**Records shown**:
□ □ □ □ □

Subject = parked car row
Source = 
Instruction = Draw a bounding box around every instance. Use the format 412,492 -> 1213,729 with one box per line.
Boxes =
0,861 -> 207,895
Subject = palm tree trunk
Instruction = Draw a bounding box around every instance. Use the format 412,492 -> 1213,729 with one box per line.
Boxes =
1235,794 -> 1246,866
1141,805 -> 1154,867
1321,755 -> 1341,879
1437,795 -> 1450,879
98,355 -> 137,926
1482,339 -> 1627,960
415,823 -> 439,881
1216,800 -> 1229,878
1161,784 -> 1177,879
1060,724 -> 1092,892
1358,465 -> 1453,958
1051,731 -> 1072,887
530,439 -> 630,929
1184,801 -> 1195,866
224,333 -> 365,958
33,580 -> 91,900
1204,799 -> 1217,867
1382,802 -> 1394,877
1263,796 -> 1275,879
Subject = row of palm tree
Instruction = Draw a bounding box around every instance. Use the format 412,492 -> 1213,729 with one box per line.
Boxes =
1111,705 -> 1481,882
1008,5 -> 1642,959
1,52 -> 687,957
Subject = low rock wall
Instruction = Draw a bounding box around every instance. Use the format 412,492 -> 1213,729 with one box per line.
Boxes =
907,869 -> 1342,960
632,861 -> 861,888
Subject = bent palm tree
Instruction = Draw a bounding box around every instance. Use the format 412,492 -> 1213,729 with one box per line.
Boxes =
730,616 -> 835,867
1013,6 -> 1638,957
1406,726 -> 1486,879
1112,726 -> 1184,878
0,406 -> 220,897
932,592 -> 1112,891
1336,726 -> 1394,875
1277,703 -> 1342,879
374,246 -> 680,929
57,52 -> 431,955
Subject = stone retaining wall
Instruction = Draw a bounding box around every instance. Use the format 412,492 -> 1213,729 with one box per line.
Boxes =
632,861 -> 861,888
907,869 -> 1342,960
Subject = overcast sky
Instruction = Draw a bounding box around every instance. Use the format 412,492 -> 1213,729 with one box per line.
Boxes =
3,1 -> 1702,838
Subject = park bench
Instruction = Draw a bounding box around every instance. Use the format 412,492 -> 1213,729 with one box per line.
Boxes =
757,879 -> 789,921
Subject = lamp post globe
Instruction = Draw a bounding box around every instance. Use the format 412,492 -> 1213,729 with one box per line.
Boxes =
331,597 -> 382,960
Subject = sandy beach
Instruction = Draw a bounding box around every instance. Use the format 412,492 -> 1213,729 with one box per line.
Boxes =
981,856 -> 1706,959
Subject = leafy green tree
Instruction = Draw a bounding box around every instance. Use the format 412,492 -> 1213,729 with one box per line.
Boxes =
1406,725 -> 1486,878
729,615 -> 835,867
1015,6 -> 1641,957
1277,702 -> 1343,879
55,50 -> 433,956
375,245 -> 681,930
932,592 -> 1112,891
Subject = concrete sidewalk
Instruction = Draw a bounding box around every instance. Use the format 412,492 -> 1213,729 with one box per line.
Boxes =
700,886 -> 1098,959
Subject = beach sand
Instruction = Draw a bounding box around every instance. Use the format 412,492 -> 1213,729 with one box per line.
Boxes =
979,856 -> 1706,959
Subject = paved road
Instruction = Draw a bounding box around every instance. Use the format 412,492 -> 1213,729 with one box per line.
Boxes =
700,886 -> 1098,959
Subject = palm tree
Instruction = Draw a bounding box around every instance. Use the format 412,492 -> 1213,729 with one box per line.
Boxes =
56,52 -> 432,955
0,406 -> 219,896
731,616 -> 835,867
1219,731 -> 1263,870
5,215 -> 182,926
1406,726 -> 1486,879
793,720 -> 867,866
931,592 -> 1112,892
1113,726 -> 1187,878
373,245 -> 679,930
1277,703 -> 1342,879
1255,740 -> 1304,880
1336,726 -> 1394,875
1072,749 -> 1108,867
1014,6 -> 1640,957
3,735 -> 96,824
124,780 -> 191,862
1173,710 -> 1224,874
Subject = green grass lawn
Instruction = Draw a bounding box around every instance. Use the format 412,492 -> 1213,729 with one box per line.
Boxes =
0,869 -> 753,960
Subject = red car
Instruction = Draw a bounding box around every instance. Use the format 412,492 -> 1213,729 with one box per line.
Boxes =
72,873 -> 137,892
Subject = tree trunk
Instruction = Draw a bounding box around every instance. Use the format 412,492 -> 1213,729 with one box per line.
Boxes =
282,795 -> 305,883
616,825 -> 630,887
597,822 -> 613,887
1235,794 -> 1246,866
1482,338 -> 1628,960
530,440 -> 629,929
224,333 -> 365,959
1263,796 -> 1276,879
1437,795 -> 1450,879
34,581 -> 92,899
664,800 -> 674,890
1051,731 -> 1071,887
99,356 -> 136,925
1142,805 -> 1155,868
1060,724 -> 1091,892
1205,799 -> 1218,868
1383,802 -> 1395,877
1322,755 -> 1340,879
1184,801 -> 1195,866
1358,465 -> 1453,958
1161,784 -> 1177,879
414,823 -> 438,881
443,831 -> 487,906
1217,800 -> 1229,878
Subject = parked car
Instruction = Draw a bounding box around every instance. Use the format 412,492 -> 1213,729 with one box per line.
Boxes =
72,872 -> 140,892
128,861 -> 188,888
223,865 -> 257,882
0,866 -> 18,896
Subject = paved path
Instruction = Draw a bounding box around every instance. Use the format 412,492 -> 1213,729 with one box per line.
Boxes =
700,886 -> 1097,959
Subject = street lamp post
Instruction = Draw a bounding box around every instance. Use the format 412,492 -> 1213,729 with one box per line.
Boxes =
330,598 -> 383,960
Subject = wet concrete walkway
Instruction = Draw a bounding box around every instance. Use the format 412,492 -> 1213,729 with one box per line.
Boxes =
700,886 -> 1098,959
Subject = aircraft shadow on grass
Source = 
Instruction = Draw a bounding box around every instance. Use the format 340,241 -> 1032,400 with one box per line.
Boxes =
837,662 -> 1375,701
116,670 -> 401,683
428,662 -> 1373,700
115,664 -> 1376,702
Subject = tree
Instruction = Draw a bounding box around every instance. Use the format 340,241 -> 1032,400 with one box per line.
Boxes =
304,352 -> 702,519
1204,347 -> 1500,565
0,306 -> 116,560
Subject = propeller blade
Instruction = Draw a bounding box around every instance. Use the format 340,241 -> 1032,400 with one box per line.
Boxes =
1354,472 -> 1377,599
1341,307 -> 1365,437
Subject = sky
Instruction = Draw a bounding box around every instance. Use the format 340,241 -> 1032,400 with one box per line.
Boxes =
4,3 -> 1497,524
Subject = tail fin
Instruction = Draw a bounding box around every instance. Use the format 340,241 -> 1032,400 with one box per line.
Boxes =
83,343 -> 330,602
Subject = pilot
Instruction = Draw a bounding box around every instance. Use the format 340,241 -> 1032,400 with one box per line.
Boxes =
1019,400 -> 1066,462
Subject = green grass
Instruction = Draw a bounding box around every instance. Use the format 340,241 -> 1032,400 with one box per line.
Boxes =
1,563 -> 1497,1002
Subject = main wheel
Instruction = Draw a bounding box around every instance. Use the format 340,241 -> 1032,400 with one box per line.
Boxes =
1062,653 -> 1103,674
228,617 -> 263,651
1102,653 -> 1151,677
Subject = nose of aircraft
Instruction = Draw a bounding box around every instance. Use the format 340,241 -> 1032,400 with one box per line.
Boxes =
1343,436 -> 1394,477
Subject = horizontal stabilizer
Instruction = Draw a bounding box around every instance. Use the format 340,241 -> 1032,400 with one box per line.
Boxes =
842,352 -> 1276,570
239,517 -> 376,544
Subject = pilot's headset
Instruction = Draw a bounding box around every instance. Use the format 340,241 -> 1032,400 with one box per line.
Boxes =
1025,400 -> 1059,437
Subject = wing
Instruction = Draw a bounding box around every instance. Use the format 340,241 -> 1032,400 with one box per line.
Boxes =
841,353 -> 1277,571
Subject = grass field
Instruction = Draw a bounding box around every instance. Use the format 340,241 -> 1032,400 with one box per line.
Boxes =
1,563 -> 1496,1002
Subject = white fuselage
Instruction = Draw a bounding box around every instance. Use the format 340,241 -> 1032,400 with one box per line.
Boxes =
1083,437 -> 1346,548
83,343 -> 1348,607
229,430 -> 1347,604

□ □ □ □ □

**Task item**:
Your response should be the lines of the entries above that include the string "trunk".

**Solution to this problem**:
Subject = palm tree trunk
Subject = tree trunk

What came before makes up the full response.